## Task material:

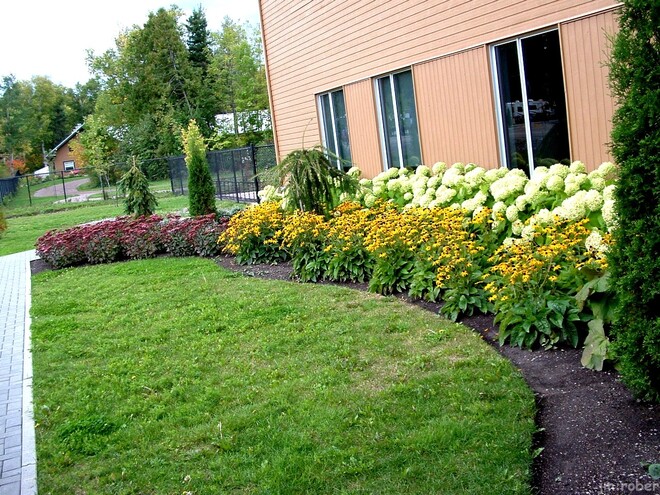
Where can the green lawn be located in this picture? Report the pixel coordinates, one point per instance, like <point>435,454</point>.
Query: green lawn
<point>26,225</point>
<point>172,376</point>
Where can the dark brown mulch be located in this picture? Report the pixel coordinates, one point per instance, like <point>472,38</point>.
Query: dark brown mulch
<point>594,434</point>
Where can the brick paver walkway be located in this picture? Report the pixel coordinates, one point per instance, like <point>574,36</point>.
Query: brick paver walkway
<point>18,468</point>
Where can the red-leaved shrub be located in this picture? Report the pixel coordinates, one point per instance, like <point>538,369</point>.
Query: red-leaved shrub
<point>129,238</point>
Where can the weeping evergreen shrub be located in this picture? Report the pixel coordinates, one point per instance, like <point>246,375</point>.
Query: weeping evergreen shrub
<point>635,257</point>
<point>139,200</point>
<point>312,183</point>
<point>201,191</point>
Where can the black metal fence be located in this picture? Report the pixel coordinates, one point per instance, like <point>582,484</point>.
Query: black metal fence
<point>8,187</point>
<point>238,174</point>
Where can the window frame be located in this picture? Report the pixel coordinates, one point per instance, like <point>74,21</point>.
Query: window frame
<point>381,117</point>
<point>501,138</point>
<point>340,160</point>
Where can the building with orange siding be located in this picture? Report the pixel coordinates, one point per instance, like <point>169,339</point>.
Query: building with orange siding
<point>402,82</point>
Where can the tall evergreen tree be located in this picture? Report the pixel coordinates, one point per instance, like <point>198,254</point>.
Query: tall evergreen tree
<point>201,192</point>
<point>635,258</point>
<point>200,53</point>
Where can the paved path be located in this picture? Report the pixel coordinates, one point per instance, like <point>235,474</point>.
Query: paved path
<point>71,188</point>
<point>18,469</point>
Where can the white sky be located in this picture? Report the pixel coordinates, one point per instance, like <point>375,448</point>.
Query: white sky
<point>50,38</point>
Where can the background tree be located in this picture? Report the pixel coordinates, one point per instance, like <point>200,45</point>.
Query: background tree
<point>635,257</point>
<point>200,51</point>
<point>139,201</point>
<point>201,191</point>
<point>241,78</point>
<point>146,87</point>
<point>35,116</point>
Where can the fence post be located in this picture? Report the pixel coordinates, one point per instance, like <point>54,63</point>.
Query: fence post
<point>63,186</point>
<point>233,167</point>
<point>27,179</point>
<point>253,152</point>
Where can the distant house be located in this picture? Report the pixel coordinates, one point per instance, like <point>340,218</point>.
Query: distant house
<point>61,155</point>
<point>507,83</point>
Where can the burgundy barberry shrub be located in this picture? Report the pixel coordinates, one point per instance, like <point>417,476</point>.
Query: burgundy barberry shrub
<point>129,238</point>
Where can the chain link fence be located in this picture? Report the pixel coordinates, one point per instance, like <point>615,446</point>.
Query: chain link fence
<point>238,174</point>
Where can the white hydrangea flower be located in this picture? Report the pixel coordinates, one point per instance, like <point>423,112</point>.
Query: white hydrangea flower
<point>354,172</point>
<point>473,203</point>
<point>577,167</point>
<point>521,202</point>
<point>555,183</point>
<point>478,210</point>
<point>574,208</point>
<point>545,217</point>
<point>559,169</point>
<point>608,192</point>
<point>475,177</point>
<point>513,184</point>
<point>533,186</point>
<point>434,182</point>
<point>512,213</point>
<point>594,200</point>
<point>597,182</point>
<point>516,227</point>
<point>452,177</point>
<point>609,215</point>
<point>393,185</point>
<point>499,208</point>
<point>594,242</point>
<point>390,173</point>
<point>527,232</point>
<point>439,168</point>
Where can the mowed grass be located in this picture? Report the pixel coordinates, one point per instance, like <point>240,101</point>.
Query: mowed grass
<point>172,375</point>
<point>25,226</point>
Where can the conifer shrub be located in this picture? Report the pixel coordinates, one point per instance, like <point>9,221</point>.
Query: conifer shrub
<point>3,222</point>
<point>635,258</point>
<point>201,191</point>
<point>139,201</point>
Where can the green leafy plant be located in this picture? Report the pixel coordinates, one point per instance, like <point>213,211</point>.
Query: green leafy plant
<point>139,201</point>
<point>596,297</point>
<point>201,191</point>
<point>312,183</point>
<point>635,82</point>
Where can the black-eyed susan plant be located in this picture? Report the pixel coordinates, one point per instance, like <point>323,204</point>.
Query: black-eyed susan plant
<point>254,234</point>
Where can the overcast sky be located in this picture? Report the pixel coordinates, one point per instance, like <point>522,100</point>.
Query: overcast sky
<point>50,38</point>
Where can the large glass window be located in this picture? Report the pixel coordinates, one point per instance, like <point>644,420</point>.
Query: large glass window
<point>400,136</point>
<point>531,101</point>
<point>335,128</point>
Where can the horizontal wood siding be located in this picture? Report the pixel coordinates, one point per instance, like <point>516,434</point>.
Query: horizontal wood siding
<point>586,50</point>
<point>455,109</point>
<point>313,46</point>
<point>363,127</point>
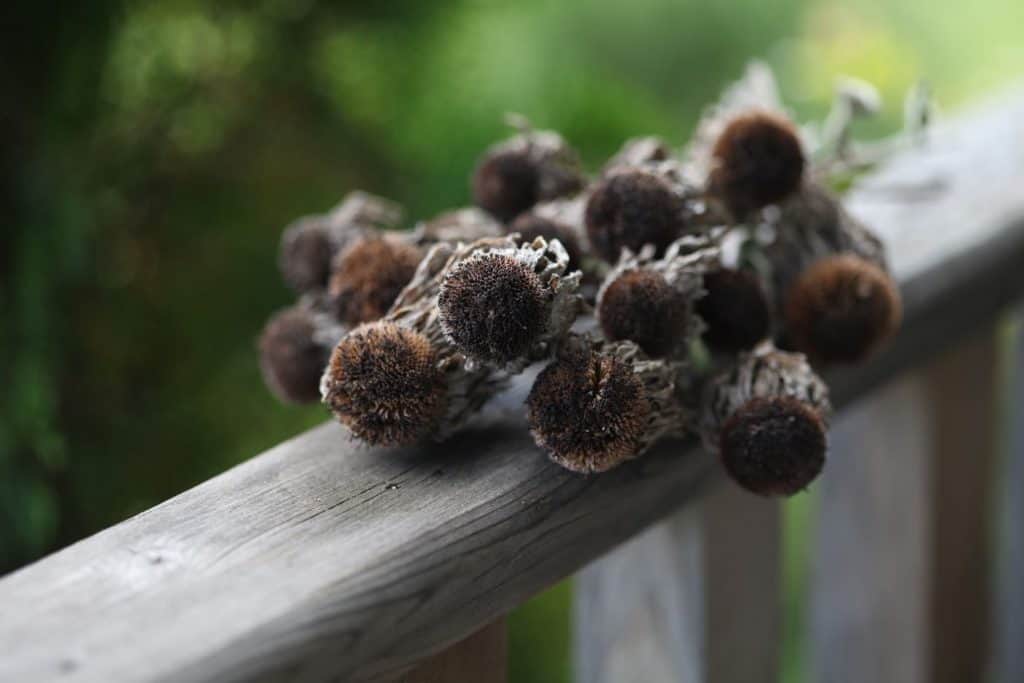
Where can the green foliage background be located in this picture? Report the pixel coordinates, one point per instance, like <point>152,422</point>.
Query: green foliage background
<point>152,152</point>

## Problem statement:
Could you set down, exactly as written, every line from the start of the records above through the line containing "Where can the red-leaved", leaving the pictures out?

## Solved exercise:
Where can the green lawn be located in this picture? Report the pixel coordinates, one point per instance, like <point>435,454</point>.
Query: green lawn
<point>26,225</point>
<point>172,376</point>
Where can the dark brown mulch be located in this picture? Report the pixel coordinates, one point per instance, like <point>472,38</point>.
Query: dark brown mulch
<point>594,434</point>
Where can the brick paver walkway be located in this picture? Report the pixel coordinates, one point per instance, like <point>574,36</point>.
Query: brick paver walkway
<point>18,468</point>
Where can the red-leaved shrub be located in this picture? Report the pixel coordinates, one point per instance, like <point>538,369</point>.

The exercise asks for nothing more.